## begin Exercise materials
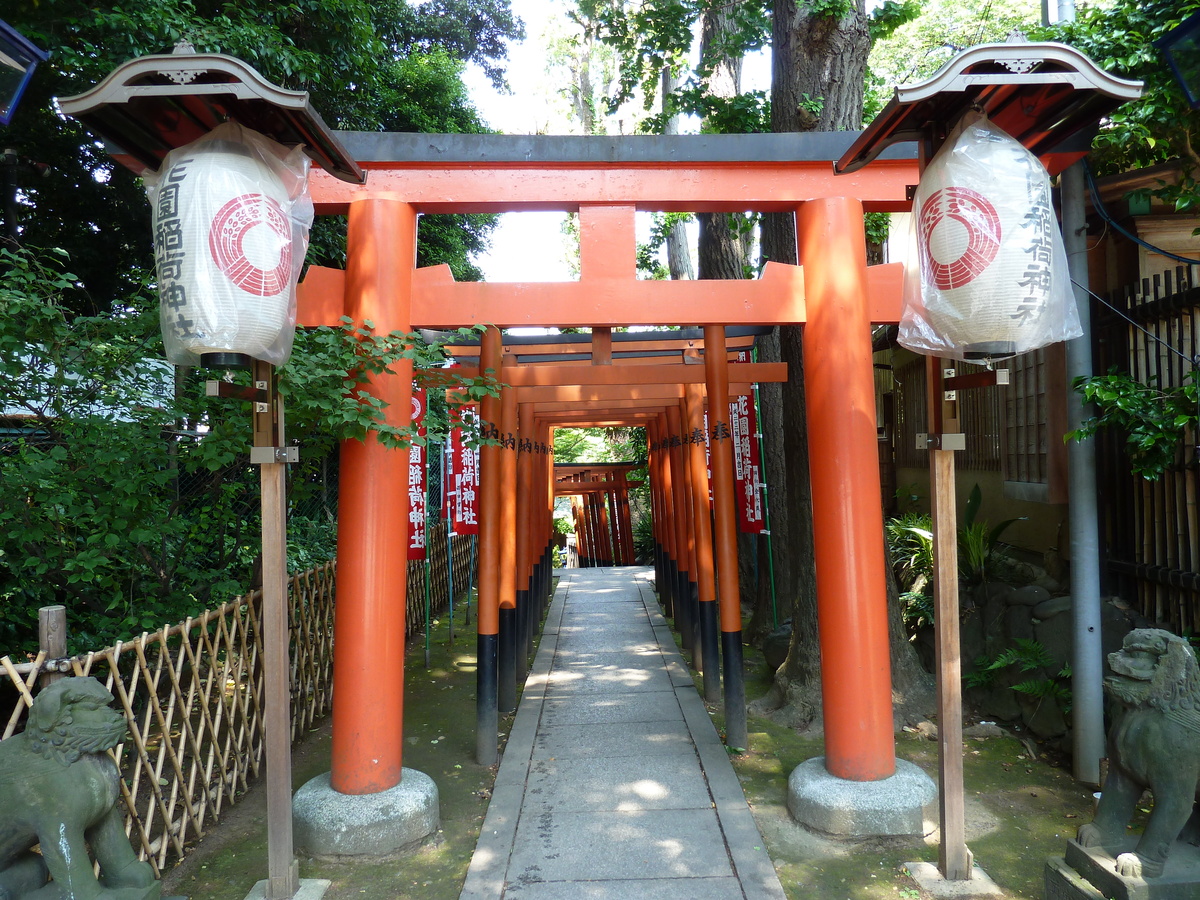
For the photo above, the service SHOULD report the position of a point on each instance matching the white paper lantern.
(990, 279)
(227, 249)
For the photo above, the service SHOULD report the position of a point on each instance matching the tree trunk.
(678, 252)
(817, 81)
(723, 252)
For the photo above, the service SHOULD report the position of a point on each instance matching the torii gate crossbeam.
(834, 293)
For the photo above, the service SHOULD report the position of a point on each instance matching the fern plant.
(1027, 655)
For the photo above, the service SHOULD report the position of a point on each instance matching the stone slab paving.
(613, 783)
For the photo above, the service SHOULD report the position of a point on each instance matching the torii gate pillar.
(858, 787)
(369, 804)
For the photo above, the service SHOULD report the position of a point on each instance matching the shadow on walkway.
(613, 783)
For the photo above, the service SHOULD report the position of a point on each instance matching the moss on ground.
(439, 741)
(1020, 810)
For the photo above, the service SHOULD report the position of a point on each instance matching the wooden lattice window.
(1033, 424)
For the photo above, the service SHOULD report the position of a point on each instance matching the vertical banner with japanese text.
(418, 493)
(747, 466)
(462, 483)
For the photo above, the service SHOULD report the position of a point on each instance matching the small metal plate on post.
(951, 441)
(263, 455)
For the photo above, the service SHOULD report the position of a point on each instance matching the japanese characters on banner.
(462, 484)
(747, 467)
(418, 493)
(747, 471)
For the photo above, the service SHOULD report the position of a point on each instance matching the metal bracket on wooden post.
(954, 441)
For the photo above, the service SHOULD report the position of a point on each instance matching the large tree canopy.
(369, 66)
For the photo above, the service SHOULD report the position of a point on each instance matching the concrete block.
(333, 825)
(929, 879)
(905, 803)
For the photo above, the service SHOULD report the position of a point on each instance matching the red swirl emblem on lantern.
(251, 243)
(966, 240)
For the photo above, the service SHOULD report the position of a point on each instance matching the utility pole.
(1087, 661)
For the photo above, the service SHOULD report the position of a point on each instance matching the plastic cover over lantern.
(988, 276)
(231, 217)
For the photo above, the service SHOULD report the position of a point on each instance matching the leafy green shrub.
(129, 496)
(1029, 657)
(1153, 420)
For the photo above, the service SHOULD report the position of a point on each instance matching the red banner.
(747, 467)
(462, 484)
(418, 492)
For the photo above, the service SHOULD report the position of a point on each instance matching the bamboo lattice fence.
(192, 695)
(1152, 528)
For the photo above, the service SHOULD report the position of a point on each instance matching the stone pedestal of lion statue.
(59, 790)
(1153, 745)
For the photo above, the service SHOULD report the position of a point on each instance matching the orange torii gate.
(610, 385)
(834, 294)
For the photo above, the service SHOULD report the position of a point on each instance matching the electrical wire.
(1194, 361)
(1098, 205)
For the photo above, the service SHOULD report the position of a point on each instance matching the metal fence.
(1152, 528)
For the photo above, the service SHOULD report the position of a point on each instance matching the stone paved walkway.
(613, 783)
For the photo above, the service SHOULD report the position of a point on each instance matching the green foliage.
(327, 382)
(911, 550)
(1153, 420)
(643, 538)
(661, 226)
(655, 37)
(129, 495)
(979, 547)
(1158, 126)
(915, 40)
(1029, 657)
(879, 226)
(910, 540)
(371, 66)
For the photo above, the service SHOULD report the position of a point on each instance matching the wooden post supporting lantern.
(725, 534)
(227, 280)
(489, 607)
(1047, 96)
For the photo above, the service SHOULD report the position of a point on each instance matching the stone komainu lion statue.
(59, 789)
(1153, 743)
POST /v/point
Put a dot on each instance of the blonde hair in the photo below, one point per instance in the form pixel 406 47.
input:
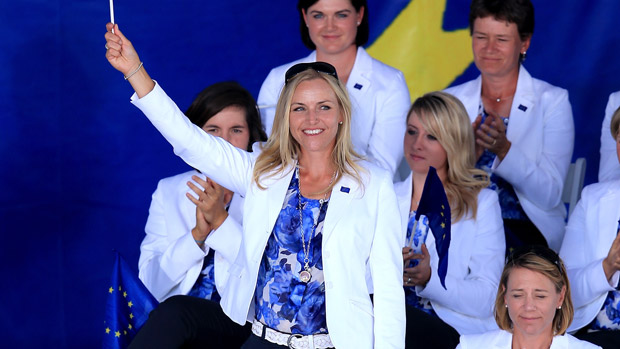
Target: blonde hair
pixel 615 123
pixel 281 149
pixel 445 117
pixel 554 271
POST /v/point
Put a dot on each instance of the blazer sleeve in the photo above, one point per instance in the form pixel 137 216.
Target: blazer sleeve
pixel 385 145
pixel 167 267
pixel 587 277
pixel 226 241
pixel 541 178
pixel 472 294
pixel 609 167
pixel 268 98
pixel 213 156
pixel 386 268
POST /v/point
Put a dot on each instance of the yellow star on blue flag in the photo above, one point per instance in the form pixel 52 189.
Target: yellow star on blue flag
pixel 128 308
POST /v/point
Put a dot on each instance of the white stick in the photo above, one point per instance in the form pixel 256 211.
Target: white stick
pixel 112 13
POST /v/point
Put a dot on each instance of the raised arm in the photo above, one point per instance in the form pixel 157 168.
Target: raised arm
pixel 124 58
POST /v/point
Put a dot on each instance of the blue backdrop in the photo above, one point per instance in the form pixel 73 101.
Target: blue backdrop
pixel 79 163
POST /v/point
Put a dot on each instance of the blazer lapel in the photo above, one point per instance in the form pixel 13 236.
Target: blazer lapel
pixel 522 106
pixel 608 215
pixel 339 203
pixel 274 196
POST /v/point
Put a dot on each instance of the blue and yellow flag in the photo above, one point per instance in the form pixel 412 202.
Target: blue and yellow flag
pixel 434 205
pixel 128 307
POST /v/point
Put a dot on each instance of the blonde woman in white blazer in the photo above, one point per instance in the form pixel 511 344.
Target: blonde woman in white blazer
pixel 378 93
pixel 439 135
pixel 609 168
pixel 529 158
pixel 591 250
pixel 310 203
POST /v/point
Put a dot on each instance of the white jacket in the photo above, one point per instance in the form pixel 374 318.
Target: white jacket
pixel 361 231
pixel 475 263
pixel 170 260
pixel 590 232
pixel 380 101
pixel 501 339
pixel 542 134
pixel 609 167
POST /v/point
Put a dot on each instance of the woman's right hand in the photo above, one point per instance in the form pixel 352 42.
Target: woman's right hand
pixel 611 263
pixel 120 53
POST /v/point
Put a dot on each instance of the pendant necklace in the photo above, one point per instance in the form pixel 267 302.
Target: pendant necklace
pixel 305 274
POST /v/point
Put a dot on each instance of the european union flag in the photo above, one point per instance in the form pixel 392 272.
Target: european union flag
## end Exercise materials
* Set task *
Reproduce everything in the records above, from the line containing "post supporting lantern." down to the line containing "pixel 128 307", both lines included. Leave out the pictures.

* Response to the exercise *
For the photo above, the service SHOULD report the position of a point on each instance matching the wooden post supporting lantern.
(725, 534)
(227, 280)
(489, 607)
(1047, 96)
For the photo above, the service SHOULD report the position of a point on each instance matching the stone komainu lion statue.
(59, 789)
(1153, 743)
POST /v/point
Put a dot on each instance of the blonde hair in the photo below, one point per instance in the form pixel 406 47.
input:
Target: blonde hair
pixel 615 123
pixel 281 149
pixel 445 117
pixel 554 271
POST /v/point
Put a dot on each instance of the blazer sleeve in the photo above, one point per instance in the form pixel 137 216.
Target: blazer sleeve
pixel 385 145
pixel 167 267
pixel 587 277
pixel 226 241
pixel 541 178
pixel 472 294
pixel 609 167
pixel 268 98
pixel 213 156
pixel 386 268
POST /v/point
Put a dot on each instance of the yellow star on blue flag in the photo above, one point per instance in the form pixel 52 189.
Target: yellow star on blue flag
pixel 128 308
POST /v/point
Put a dot on each instance of the white stick in the photo above, one point per instance in the form pixel 256 211.
Target: white stick
pixel 112 13
POST /v/point
Put a dot on each instance of the raised arm in the photo above, one point per instance in the form pixel 157 168.
Target: raised arm
pixel 124 58
POST /v/point
Put a dot on each instance of the blue backdrop in the photo above, one point per instance in the form pixel 73 101.
Target: blue backdrop
pixel 79 163
POST /v/point
Put a dot on each instance of the blazer lapel in the photo above, one point per instance in the form pixel 13 236.
Target: blazer lapel
pixel 522 106
pixel 608 215
pixel 339 203
pixel 274 196
POST /v/point
Put a dot on each instance of the blue and yellow flag in the photo above, one point per instance in the form pixel 412 202.
Target: blue and yellow flag
pixel 434 205
pixel 128 307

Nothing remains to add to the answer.